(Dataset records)
--------------------------------------------------

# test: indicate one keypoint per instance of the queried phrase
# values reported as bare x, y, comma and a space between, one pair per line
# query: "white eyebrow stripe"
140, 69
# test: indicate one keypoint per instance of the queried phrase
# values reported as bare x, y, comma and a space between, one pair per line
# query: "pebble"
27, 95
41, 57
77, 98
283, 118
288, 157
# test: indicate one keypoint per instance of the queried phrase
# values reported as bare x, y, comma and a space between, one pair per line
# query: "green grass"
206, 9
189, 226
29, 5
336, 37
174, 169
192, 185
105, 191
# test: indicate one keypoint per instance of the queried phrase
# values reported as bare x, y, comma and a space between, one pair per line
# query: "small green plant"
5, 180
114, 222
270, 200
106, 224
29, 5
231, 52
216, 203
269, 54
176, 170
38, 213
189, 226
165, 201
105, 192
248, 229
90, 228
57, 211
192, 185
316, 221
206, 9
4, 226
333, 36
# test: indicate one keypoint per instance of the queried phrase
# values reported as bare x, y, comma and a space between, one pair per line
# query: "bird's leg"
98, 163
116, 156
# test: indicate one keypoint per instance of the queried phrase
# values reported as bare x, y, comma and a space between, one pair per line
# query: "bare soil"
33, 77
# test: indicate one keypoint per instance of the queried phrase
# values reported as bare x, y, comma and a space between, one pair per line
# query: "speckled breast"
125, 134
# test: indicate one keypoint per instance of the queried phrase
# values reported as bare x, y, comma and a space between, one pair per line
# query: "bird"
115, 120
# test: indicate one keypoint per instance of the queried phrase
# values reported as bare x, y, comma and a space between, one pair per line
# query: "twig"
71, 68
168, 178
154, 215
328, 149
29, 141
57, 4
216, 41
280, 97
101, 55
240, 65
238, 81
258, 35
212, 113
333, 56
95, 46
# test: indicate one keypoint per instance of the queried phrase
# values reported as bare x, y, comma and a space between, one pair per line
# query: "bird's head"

--------------------------------------------------

_Job_
Can you copy every line of the material above word for word, from the first line through the last?

_Solution to the exercise_
# test: indicate one keypoint per instance of the queried phrase
# values reported as bare x, y, comma and a space between, one pair per line
# query: "white eyebrow stripe"
140, 69
# test: indicate one keypoint per instance of the queried phrase
# values reported as bare x, y, comma and a space between, one pair per line
# query: "pebble"
27, 95
41, 57
77, 98
283, 118
288, 157
# test: indicate one keypoint per instance of the queried phrase
# values reported as bare x, y, comma and a space between, one pair per line
# query: "green grass"
206, 9
189, 226
29, 5
336, 37
174, 169
192, 185
105, 191
# test: indicate one keypoint per instance of the queried phrase
# values reported as bare x, y, comma and a space between, one pair per line
# query: "small green plant"
5, 180
114, 222
270, 200
106, 224
29, 5
231, 52
216, 203
269, 54
176, 170
38, 213
189, 226
165, 201
105, 192
248, 229
90, 228
57, 211
192, 185
316, 221
206, 9
4, 226
333, 36
# test: indicate one keypoint per instance of the queried phrase
# values reported as bare x, y, comma and a space between, one pair per line
# query: "bird's leg"
98, 163
116, 156
# test: indicate one keypoint per instance of the queried phrase
# values reported as bare x, y, comma and a space between, one pair per line
# query: "bare soil"
33, 77
# test: indicate one keypoint per instance of the queried phrase
# values reported as bare x, y, comma and a space between, one pair per line
# query: "speckled breast"
125, 134
# test: indicate one keypoint per instance of the queried phrase
# values reported as bare x, y, comma and a space between, one pair per line
# query: "bird"
115, 120
# test: indicate one keypoint per instance of the queried phrase
# values reported as bare x, y, comma and a space between, one pair per line
# query: "twig"
71, 68
168, 178
154, 215
328, 149
29, 141
57, 4
216, 41
280, 97
101, 55
240, 65
238, 81
258, 35
212, 113
333, 56
95, 46
# test: indicate one keypoint per instance of the queried phrase
# values reported as bare x, y, comma and a space between, one pair per line
# query: "bird's head"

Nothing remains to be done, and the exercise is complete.